● **Activity**
Nothing but the lines below between the line holding "Where can the green hydrangea" and the line holding "Where can the straw", inclusive, should appear in the answer, each set down exactly.

Data entries
- - - -

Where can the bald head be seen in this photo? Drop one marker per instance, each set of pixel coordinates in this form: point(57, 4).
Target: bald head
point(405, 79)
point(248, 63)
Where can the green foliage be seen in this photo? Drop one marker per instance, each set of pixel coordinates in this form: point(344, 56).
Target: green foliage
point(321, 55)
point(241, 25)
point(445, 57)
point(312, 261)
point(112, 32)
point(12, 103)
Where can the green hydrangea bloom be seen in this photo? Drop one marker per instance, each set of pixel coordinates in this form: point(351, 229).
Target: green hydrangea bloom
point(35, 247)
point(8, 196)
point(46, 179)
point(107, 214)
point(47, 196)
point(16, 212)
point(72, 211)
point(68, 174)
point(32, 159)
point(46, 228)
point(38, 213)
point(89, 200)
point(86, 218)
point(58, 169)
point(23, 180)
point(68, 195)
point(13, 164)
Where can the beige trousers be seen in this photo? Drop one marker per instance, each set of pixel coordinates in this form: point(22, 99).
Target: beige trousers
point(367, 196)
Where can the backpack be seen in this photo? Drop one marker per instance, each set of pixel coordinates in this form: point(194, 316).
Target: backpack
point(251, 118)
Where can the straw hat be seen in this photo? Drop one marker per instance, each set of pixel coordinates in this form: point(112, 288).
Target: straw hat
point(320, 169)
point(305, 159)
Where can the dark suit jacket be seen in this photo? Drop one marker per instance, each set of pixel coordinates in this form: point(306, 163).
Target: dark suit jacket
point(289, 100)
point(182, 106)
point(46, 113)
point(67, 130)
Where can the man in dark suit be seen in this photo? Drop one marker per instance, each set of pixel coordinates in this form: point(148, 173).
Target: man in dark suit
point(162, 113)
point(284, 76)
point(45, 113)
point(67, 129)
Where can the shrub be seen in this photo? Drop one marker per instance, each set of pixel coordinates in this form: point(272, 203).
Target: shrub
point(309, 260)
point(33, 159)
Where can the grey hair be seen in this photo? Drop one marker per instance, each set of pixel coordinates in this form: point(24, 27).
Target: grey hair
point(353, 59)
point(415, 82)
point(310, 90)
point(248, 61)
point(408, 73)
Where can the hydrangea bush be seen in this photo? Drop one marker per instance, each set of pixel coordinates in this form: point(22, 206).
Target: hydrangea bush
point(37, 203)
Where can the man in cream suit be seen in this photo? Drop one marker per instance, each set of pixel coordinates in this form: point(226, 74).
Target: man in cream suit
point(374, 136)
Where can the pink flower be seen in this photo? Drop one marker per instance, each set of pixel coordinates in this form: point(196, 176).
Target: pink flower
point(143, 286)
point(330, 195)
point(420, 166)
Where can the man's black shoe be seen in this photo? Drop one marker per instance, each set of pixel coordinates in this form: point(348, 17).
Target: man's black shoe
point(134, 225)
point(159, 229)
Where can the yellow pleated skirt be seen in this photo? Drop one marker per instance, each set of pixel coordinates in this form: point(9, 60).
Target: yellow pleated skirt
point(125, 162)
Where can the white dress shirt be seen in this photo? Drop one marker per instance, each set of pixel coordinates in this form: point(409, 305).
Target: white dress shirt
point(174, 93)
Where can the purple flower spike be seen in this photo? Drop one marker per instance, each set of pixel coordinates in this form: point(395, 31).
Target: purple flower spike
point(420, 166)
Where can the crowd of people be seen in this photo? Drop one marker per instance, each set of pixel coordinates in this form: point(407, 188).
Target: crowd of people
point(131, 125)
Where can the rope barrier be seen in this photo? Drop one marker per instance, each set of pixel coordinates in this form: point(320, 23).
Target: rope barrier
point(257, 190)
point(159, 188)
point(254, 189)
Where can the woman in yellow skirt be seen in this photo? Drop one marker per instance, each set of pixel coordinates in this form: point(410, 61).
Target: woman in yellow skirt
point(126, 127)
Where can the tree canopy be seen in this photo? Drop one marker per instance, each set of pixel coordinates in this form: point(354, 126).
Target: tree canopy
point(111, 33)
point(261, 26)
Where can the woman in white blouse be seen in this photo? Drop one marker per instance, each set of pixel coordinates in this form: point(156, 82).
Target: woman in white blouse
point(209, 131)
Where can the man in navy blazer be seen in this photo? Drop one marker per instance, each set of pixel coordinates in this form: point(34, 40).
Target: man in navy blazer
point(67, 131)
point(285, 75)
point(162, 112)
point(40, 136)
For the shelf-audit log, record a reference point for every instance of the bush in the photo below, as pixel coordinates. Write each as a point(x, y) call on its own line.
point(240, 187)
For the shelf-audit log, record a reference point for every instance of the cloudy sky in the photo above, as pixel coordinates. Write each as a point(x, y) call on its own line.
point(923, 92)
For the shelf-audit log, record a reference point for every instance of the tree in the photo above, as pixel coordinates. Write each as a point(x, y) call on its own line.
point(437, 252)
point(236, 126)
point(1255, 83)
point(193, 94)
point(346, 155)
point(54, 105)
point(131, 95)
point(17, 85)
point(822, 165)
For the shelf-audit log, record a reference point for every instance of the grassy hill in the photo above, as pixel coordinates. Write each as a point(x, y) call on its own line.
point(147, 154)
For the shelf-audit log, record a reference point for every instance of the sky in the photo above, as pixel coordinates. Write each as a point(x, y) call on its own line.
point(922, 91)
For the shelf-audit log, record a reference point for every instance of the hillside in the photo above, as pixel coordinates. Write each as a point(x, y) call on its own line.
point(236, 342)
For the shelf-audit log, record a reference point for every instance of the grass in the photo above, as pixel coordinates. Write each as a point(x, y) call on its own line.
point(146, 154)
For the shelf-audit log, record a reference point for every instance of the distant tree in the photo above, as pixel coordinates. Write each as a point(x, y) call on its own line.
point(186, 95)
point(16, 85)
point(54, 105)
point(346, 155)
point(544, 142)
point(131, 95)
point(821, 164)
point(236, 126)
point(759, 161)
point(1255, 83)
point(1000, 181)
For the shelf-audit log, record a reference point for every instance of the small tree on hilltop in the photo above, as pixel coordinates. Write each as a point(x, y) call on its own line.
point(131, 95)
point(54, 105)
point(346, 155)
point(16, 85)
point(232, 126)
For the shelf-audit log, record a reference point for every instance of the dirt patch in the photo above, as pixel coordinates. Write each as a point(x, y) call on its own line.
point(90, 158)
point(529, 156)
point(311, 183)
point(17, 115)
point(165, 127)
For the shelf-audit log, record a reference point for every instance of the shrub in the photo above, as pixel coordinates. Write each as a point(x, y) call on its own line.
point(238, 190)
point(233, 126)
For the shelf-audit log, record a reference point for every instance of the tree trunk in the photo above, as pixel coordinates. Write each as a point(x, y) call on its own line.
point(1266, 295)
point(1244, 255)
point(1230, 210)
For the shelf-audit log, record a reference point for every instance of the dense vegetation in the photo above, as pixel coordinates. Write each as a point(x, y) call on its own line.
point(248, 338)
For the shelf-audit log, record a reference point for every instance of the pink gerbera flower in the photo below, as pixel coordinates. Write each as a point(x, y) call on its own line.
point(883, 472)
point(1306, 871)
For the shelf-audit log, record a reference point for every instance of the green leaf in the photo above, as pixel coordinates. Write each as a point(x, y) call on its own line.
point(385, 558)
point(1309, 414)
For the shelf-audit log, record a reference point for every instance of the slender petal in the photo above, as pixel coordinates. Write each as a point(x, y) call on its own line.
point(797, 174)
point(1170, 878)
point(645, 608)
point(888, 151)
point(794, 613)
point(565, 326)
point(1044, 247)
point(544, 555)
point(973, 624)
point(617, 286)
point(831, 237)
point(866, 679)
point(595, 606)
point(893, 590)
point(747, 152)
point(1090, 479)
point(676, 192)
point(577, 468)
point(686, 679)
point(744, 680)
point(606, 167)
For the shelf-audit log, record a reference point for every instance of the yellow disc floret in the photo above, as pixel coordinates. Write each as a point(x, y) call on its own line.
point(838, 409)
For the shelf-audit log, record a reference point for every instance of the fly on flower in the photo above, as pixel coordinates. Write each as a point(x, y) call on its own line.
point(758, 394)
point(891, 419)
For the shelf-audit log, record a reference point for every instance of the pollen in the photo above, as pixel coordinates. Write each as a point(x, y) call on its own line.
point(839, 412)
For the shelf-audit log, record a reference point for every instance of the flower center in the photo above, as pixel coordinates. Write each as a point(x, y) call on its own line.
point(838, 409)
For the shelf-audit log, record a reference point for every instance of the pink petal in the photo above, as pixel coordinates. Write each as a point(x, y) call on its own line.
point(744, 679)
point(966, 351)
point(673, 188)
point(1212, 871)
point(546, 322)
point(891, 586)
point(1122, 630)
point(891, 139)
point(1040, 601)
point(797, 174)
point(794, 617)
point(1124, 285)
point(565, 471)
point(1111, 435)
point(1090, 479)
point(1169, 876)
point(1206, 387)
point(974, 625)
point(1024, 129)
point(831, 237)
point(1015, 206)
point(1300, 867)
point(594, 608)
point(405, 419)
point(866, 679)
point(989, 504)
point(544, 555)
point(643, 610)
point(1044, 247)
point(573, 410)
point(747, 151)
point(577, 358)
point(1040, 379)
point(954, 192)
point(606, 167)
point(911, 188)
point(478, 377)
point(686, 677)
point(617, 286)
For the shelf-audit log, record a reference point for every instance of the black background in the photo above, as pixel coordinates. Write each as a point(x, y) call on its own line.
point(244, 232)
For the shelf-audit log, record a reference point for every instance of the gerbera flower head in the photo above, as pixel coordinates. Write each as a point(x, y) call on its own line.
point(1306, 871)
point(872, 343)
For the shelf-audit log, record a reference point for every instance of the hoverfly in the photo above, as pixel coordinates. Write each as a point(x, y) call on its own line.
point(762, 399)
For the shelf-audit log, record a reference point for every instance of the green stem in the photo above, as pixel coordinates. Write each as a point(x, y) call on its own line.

- - - -

● **Task answer**
Where can the green hydrangea bloom be seen in this photo? Drop one marker per instance, each set of pixel coordinates in this form: point(351, 229).
Target: green hydrangea bloom
point(35, 247)
point(8, 196)
point(46, 179)
point(107, 214)
point(47, 196)
point(16, 212)
point(72, 211)
point(68, 174)
point(32, 159)
point(46, 228)
point(38, 213)
point(89, 200)
point(86, 218)
point(58, 169)
point(23, 180)
point(68, 195)
point(13, 164)
Where can the beige trousers be seen in this photo? Drop one marker per instance, each set of pixel coordinates in this form: point(22, 99).
Target: beige trousers
point(367, 196)
Where can the backpack be seen in this photo? Drop one marker per instance, each set of pixel coordinates in this form: point(194, 316).
Target: backpack
point(251, 118)
Where can the straw hat be seen in this photo? Drop one marker per instance, each set of pixel coordinates in this form: point(112, 288).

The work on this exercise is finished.